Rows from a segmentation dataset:
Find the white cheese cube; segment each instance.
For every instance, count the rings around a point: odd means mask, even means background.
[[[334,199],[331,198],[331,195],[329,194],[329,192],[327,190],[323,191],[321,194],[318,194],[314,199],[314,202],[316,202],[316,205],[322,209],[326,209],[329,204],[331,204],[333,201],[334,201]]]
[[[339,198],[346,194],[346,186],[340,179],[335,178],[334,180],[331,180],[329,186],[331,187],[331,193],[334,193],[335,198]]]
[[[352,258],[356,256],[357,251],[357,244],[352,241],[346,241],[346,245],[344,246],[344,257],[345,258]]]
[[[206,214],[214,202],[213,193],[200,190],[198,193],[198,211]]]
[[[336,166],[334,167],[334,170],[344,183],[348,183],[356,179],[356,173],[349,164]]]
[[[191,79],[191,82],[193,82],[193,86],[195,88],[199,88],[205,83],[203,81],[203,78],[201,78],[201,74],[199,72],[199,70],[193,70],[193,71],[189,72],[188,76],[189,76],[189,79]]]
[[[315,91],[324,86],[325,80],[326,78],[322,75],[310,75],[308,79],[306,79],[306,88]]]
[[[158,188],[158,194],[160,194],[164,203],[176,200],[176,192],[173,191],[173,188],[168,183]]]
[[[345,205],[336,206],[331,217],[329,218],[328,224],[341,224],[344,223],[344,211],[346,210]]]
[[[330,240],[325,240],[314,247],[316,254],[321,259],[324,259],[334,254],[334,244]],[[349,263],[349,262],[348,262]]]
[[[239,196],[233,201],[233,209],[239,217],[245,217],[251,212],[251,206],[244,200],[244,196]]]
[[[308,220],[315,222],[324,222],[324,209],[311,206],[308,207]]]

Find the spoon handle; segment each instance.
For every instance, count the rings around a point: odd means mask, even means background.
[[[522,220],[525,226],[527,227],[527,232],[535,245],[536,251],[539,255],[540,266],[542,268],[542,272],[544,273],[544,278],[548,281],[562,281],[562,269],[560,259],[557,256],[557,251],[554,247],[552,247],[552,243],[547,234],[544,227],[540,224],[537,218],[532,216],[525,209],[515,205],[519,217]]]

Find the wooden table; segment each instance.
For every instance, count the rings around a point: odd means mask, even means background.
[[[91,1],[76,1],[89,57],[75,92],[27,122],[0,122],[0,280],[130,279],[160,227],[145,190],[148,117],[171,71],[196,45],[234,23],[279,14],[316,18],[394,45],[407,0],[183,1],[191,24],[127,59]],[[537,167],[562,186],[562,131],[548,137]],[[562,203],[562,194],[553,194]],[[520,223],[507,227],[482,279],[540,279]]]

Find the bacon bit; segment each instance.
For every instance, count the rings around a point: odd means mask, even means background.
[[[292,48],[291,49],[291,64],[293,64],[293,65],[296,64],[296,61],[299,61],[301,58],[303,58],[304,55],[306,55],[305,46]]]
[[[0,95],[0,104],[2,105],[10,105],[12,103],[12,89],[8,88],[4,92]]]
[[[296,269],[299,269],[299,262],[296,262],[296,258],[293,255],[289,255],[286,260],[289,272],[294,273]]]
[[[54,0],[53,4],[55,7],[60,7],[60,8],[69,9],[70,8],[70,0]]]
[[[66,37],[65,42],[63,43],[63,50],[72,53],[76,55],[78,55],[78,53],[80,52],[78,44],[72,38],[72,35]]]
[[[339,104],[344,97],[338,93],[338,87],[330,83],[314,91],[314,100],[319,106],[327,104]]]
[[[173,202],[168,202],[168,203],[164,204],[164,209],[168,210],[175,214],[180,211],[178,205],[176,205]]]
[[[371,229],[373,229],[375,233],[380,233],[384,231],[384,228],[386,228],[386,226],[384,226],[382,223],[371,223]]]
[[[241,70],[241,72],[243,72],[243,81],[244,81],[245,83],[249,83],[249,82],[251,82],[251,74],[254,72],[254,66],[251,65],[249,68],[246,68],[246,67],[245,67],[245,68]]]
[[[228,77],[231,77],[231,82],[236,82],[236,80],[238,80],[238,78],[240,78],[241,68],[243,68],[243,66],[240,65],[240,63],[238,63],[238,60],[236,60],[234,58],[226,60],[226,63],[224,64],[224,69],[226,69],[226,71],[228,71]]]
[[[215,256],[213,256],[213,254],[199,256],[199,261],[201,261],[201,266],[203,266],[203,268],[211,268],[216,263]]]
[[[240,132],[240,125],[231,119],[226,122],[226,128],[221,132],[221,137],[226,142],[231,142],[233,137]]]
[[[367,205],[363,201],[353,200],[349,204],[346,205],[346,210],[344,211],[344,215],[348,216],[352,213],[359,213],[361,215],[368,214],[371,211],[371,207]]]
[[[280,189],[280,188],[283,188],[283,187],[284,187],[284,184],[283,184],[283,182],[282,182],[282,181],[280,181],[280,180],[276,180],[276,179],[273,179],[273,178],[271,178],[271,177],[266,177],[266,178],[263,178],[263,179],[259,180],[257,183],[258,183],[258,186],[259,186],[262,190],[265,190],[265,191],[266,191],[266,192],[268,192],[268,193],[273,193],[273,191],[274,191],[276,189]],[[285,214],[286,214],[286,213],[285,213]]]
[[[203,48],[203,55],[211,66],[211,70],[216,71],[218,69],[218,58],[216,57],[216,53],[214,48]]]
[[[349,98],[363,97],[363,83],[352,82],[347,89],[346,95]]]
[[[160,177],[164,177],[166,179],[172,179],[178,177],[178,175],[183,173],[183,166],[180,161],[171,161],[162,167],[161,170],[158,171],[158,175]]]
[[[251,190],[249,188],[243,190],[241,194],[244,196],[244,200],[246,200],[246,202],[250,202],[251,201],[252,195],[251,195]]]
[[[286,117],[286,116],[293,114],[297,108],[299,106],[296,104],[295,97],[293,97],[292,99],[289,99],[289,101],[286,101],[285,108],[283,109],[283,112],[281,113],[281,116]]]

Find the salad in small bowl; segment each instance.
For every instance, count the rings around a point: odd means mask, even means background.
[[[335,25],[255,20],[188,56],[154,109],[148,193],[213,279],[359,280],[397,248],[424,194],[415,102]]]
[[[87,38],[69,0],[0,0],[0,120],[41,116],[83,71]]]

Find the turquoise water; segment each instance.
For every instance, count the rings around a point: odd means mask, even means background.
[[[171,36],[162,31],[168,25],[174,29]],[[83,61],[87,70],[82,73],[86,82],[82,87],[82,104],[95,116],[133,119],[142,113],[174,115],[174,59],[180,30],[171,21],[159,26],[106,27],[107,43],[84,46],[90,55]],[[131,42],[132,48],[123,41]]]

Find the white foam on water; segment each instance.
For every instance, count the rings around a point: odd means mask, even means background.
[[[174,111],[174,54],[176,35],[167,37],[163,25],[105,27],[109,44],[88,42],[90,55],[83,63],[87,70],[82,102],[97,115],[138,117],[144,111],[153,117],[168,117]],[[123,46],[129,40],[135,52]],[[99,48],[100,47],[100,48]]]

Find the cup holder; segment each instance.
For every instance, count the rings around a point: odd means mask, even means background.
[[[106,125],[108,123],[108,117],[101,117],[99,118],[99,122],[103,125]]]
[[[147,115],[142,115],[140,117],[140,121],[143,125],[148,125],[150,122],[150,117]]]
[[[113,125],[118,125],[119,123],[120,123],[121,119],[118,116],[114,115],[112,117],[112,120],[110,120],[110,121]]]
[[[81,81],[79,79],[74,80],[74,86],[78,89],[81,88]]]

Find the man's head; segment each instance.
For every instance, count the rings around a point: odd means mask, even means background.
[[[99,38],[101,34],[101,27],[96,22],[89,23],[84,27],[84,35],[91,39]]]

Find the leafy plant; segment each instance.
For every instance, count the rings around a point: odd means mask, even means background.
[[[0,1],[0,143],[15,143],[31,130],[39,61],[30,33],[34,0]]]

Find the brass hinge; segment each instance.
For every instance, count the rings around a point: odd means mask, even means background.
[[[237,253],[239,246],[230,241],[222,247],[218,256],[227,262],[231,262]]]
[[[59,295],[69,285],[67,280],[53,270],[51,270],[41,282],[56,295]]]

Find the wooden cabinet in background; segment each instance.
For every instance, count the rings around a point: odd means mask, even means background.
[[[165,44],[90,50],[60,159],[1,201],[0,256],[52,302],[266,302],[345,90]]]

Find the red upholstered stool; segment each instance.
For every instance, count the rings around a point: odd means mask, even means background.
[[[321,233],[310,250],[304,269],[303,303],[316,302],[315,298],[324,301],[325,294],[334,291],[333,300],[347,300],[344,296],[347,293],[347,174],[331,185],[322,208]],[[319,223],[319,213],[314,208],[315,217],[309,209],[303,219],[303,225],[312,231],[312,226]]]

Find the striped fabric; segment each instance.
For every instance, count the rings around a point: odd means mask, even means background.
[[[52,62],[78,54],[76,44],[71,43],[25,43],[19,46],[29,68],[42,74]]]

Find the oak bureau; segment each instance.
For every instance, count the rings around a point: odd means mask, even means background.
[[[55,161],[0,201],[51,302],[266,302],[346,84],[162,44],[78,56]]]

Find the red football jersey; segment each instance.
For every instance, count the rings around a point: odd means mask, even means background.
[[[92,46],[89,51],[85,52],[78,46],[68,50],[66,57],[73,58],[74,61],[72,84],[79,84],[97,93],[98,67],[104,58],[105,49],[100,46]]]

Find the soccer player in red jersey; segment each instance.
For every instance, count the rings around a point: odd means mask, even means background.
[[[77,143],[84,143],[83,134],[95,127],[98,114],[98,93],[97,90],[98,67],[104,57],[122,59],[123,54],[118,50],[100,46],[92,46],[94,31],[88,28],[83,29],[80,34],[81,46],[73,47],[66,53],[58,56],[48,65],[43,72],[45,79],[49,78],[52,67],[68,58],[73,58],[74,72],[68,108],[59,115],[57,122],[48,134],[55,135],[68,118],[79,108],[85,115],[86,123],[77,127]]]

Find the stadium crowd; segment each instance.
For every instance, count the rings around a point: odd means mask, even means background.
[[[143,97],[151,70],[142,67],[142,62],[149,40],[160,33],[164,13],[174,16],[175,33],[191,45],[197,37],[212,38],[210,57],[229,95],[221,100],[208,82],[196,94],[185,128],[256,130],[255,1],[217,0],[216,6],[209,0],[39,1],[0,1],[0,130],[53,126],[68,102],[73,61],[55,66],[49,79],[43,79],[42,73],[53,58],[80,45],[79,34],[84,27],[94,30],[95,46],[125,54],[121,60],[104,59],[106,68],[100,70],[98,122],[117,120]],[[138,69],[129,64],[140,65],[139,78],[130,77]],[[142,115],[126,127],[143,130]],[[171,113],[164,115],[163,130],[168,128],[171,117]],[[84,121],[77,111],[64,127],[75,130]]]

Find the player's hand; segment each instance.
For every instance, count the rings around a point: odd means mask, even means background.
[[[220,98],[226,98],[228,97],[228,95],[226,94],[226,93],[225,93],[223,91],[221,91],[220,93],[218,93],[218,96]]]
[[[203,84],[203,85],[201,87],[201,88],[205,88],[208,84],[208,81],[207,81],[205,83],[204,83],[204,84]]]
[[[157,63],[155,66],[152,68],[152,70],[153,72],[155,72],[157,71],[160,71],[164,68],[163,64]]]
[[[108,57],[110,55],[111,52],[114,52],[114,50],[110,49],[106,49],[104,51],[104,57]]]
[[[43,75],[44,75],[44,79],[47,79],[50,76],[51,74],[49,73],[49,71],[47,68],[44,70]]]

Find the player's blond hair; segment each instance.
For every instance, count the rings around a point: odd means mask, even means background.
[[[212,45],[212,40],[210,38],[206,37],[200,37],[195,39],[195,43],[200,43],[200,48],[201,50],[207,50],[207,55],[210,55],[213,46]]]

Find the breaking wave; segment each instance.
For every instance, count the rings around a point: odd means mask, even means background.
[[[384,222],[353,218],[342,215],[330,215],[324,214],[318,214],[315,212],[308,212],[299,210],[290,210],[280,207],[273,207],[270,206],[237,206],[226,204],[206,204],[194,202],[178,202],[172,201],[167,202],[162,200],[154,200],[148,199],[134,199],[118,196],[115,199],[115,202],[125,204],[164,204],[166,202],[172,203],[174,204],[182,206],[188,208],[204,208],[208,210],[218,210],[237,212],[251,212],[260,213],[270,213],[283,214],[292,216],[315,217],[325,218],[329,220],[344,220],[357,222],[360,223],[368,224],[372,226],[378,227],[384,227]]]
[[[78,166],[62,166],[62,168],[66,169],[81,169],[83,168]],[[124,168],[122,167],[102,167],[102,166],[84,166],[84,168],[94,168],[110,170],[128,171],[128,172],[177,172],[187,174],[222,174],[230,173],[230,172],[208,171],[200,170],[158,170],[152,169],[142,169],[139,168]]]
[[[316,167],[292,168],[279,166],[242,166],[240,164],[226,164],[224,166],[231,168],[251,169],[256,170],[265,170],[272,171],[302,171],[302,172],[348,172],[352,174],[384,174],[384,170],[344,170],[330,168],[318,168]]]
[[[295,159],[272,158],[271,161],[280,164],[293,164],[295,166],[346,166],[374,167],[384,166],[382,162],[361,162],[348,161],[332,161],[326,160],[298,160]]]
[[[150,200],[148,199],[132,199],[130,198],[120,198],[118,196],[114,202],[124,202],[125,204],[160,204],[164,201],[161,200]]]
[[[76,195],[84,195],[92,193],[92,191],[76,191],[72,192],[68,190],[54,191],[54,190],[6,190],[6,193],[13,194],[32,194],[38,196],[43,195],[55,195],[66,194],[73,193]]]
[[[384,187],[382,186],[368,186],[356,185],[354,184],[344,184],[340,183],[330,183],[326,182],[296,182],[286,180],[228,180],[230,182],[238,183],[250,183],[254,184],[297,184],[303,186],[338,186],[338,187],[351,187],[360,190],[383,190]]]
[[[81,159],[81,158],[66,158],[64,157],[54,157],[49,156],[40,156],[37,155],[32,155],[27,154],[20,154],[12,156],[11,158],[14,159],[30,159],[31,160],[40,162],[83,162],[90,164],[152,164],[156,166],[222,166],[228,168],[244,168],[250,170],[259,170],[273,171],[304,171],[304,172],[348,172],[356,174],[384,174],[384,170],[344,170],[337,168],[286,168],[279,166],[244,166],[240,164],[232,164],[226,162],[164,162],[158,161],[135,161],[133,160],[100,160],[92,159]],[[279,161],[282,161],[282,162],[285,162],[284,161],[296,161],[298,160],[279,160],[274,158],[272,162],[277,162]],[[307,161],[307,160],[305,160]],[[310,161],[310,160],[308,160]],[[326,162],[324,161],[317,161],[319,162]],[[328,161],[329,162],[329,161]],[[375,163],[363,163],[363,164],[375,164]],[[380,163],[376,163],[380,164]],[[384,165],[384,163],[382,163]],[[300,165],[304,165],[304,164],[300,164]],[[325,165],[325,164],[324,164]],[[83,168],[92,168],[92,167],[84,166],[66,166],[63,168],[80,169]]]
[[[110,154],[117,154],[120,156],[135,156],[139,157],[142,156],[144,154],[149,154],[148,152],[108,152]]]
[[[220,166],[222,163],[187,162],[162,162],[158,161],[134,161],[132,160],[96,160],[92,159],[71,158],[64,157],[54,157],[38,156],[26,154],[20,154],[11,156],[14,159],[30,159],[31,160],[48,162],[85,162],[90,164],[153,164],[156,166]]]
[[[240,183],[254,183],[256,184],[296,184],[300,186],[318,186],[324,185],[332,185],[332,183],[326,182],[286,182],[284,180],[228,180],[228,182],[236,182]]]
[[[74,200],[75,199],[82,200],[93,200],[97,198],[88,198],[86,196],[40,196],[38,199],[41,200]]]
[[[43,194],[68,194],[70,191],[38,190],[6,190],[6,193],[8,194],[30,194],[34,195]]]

PROBLEM: Please locate each line in the items above that contains the word "water" and copy those lines out in full.

SOLUTION BELOW:
Find the turquoise water; segment each instance.
Find the white foam on water; segment each instance.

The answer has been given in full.